WHAT IS REQUIRED: Which lines below contain the string "shoulder" with the same capitalization? Return each of them in full.

Items listed in a dataset:
────────────────

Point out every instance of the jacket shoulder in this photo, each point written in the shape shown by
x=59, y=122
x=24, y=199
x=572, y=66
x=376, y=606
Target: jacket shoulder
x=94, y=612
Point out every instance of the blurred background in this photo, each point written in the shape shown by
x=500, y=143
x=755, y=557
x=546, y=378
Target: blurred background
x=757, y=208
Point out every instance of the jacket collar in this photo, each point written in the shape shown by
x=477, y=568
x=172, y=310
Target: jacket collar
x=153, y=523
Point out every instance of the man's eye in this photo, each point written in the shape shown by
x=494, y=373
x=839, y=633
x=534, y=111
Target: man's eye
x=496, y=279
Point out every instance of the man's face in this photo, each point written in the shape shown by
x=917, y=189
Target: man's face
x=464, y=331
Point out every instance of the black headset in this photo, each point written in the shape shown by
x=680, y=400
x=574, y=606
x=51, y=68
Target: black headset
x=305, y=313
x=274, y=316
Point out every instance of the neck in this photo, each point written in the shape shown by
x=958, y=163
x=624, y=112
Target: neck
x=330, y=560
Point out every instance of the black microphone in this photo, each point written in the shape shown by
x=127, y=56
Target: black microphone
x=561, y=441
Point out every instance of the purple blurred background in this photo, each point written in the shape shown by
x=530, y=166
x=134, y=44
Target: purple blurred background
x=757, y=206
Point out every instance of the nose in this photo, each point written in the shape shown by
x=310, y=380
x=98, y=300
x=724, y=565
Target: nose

────────────────

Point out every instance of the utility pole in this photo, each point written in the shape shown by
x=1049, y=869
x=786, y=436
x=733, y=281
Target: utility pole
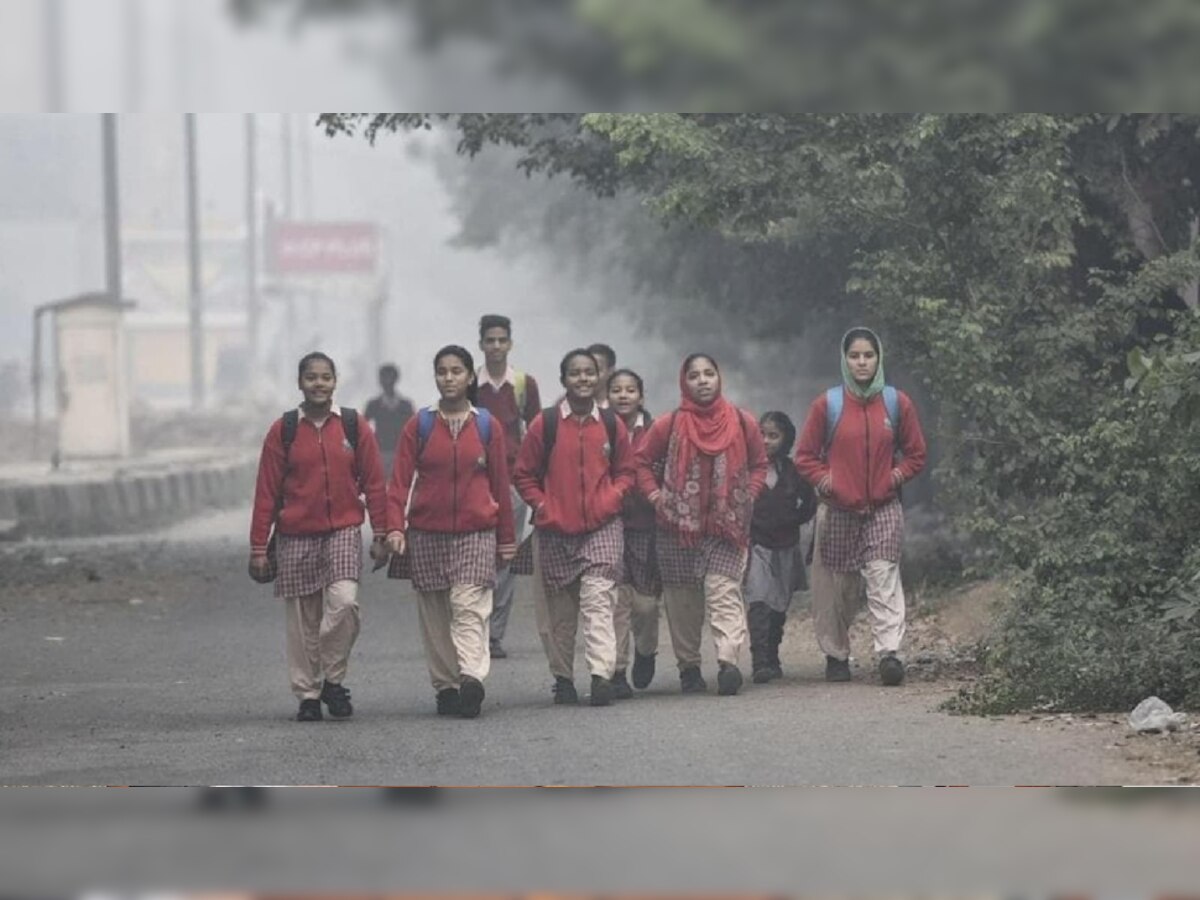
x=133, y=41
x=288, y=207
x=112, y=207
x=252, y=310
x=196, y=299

────────────────

THE REPLY:
Point out every instance of the jacket shoulder in this photo, each point written in the shape shown by
Target: jacket shoulder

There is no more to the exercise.